- 原始数据
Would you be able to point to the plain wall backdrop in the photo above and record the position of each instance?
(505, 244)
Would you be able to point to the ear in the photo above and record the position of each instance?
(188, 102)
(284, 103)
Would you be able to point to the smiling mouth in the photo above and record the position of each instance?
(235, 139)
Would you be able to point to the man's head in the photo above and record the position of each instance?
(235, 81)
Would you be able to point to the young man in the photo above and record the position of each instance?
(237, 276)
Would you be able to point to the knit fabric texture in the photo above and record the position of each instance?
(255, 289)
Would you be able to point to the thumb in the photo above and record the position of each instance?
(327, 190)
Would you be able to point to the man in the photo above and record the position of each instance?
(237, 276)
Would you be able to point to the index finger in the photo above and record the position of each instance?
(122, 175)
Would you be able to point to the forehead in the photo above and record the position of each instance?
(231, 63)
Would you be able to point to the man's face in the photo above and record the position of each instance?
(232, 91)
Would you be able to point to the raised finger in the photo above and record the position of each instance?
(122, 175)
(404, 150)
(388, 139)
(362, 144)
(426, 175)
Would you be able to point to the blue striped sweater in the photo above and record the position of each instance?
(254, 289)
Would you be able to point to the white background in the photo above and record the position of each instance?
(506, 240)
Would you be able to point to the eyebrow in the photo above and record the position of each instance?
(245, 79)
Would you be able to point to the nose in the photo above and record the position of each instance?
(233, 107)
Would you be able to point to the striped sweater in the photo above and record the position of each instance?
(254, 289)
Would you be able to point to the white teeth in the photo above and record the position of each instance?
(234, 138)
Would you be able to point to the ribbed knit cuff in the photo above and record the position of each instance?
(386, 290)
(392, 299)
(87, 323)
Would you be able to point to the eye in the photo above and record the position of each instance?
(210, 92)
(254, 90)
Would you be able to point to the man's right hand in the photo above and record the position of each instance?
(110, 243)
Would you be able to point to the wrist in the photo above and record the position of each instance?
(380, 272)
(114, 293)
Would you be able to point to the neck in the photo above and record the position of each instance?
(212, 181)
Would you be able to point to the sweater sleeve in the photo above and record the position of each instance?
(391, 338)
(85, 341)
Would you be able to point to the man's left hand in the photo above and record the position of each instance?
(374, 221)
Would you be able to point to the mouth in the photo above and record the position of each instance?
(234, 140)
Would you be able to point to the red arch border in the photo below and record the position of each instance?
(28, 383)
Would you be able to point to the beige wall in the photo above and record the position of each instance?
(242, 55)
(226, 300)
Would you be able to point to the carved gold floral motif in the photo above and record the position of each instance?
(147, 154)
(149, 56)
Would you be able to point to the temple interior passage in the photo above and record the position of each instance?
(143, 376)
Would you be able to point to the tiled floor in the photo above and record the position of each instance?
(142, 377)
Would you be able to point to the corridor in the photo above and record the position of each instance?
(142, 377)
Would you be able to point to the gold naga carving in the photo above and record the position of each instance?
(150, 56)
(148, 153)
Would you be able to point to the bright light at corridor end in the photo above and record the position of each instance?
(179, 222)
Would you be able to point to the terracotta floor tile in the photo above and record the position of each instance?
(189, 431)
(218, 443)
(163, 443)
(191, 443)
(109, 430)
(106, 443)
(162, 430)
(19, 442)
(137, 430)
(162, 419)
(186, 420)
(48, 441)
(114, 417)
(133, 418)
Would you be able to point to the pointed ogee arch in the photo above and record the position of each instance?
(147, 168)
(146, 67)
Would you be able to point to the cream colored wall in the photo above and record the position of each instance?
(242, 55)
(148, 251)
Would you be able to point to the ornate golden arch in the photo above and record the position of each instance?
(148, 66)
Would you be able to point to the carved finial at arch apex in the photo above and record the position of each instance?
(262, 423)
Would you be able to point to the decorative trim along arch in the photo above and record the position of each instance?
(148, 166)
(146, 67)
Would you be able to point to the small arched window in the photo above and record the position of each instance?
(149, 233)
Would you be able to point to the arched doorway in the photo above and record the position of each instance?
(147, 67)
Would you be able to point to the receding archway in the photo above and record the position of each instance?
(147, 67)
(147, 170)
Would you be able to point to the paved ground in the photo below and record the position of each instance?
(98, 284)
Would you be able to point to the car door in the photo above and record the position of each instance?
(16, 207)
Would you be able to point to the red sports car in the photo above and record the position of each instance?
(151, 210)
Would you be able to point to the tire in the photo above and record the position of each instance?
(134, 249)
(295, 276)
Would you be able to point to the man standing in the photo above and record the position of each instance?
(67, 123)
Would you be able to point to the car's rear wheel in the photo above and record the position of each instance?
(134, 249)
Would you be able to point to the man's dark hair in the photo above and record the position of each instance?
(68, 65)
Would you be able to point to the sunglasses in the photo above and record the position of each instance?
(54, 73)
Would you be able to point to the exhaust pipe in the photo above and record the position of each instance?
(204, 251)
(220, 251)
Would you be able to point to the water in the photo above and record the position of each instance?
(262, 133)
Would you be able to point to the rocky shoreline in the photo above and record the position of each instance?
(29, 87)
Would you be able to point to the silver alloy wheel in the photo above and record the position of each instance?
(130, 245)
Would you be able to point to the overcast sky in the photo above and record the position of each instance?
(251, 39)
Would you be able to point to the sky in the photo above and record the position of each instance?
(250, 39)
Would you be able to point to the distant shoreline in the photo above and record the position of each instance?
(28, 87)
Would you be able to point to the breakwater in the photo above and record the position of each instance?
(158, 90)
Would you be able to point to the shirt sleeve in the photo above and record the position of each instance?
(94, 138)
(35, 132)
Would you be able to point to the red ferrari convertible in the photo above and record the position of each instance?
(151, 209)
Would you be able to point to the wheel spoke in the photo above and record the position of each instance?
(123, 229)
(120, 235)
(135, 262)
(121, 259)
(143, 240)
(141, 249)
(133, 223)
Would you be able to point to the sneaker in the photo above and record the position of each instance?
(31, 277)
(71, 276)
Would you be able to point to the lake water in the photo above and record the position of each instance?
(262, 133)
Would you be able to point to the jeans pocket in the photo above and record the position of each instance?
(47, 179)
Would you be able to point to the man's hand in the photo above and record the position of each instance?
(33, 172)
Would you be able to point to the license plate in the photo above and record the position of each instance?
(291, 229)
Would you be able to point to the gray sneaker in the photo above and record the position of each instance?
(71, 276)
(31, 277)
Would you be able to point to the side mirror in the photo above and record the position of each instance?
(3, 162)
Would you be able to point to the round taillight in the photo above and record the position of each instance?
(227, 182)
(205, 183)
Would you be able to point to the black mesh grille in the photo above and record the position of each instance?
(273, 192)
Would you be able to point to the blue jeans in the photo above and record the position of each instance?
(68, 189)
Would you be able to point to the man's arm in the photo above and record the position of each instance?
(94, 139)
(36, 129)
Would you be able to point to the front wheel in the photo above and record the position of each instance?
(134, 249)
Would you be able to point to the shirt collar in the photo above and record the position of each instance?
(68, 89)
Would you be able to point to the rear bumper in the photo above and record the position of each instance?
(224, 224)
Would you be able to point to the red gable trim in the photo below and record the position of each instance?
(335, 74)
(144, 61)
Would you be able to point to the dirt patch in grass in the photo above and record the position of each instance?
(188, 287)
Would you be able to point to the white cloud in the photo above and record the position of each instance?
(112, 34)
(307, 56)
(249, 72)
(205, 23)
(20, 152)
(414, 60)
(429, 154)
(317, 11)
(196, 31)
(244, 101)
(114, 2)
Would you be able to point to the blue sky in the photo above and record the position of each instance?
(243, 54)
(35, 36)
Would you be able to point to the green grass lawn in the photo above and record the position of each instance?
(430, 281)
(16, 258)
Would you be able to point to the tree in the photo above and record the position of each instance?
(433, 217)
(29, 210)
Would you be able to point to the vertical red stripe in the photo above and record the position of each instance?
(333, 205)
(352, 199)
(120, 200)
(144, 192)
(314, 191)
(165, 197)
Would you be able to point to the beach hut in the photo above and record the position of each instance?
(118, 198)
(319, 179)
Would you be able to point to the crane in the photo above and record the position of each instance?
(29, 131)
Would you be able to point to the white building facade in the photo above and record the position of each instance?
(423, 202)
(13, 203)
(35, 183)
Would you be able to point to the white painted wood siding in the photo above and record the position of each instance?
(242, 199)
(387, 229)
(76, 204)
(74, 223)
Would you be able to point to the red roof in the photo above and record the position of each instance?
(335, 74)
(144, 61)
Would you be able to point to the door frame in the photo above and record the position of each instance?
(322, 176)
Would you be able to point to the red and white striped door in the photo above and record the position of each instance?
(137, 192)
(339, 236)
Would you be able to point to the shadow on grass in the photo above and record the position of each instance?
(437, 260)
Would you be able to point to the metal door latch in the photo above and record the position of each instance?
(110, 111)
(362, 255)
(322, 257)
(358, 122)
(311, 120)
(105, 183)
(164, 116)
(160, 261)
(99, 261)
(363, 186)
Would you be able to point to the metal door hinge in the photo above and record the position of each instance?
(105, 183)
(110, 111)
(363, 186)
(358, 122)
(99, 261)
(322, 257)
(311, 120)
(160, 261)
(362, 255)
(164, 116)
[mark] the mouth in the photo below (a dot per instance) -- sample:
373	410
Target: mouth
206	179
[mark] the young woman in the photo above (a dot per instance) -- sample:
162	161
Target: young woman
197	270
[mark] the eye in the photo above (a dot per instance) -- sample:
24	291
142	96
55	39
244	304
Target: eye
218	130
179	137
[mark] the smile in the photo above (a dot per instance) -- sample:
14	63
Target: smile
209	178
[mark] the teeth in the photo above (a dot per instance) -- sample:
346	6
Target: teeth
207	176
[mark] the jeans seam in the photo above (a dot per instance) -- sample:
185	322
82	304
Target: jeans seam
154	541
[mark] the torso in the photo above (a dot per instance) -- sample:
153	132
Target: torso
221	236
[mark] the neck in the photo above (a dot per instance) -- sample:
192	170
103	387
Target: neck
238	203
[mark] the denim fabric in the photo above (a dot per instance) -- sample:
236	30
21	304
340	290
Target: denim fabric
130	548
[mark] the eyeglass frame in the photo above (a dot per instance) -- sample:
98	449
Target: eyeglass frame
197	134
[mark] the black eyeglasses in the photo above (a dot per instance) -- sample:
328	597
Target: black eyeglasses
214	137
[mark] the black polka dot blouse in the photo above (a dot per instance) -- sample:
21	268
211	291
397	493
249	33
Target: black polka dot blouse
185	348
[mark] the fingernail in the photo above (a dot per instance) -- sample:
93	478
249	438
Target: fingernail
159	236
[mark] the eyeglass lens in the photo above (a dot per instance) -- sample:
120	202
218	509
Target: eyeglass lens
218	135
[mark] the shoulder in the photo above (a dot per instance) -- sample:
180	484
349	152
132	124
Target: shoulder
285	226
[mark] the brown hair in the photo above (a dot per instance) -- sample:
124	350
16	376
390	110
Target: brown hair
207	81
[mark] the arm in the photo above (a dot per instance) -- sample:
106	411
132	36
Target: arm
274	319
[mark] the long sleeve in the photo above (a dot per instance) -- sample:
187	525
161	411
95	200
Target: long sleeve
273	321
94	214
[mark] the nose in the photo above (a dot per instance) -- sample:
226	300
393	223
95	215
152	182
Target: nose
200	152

==

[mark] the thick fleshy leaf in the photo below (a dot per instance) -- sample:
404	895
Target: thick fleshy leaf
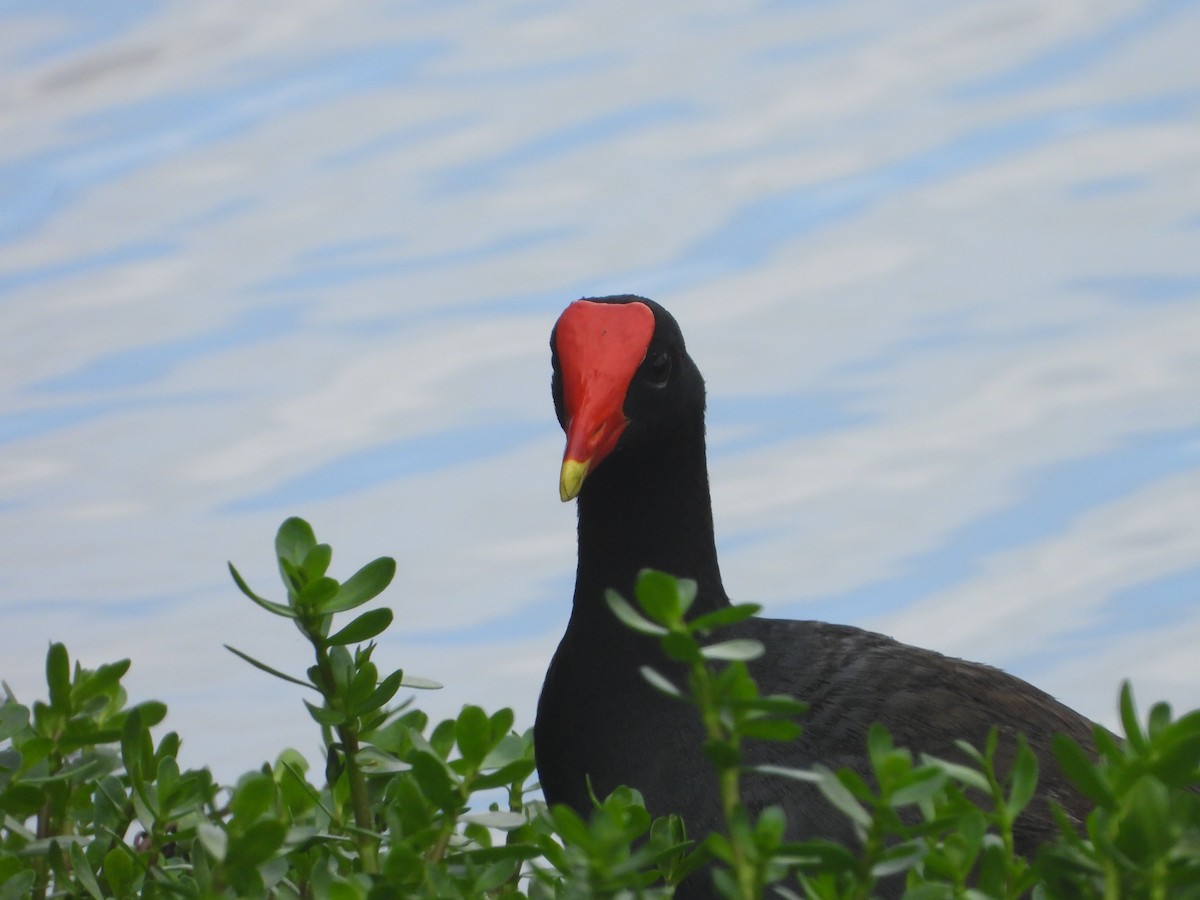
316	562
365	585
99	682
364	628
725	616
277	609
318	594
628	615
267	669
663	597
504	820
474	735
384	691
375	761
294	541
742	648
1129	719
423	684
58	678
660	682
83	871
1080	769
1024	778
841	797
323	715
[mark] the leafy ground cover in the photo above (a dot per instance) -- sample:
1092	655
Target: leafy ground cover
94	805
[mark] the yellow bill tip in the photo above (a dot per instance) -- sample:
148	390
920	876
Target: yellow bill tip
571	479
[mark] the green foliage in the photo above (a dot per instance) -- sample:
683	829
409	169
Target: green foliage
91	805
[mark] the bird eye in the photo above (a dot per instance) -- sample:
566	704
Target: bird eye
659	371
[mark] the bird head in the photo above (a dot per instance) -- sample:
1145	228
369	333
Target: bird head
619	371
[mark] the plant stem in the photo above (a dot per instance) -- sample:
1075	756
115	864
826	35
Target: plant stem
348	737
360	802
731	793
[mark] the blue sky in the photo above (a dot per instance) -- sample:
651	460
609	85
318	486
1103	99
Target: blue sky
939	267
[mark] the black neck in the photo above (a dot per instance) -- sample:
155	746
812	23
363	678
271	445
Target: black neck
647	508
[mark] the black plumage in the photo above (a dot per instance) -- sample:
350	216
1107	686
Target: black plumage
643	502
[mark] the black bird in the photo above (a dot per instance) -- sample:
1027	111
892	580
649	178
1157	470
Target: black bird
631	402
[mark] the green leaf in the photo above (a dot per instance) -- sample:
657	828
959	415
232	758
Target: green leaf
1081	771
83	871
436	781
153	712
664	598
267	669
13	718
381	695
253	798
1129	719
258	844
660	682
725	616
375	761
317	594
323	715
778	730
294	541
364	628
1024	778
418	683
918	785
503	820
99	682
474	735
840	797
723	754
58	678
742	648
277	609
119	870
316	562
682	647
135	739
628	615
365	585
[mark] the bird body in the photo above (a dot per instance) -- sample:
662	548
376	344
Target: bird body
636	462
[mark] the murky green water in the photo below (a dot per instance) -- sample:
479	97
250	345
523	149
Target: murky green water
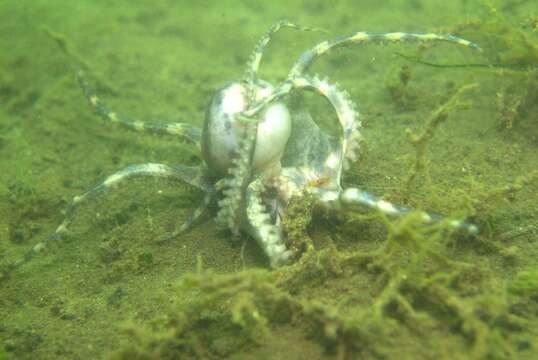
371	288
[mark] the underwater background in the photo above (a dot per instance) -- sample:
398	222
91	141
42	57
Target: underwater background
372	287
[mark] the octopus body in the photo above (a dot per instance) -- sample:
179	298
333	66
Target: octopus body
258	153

--

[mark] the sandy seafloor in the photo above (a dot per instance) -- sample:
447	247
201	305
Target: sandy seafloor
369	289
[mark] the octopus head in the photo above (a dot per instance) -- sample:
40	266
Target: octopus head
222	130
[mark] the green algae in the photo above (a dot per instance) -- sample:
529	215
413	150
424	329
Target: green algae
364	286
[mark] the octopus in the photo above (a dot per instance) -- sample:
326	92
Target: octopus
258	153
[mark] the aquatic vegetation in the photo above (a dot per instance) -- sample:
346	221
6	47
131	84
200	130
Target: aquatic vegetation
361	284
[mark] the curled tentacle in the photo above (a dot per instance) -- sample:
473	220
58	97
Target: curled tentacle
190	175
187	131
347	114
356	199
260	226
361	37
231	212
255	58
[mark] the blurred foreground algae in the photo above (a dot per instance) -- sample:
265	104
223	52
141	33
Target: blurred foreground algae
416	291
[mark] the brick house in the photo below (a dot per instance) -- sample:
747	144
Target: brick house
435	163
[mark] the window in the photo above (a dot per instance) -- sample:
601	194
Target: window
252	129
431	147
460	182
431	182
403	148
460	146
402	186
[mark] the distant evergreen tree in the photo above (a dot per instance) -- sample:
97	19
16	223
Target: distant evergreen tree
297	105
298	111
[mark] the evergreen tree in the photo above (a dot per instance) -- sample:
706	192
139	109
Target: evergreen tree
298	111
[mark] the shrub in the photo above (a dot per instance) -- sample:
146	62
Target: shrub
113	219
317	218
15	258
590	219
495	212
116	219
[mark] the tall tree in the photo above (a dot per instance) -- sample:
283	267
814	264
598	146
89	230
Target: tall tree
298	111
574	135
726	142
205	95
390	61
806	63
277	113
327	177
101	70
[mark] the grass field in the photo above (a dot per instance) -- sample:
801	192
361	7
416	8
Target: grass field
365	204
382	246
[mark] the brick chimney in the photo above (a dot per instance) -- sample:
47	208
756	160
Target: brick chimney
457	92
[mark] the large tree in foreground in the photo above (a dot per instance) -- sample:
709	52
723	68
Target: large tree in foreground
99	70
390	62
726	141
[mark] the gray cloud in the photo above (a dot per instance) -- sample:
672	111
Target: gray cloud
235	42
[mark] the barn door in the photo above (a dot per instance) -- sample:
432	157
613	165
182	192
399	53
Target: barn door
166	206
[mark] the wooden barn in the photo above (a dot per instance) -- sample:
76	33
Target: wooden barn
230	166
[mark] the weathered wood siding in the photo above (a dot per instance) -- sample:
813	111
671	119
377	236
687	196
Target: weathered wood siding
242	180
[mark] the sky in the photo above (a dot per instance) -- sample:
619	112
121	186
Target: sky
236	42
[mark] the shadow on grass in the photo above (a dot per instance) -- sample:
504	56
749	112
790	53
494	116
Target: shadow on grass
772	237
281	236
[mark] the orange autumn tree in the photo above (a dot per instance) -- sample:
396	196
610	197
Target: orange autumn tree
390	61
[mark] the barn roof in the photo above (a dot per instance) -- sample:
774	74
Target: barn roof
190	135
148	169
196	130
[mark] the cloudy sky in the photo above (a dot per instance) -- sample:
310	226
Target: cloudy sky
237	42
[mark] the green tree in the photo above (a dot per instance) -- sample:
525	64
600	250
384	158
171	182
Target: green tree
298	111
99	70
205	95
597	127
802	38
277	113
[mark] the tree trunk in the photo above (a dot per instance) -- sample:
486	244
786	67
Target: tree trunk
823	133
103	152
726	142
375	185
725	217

- 题目
找出上面记录中所有含有词语“distant”的行，并逐行照抄出来。

- 结果
Would you be able to point to the distant shoreline in the photo above and record the position of each instance?
[mark] the distant evergreen tree in the photo above (a dot per instance) -- sample:
Target: distant evergreen tree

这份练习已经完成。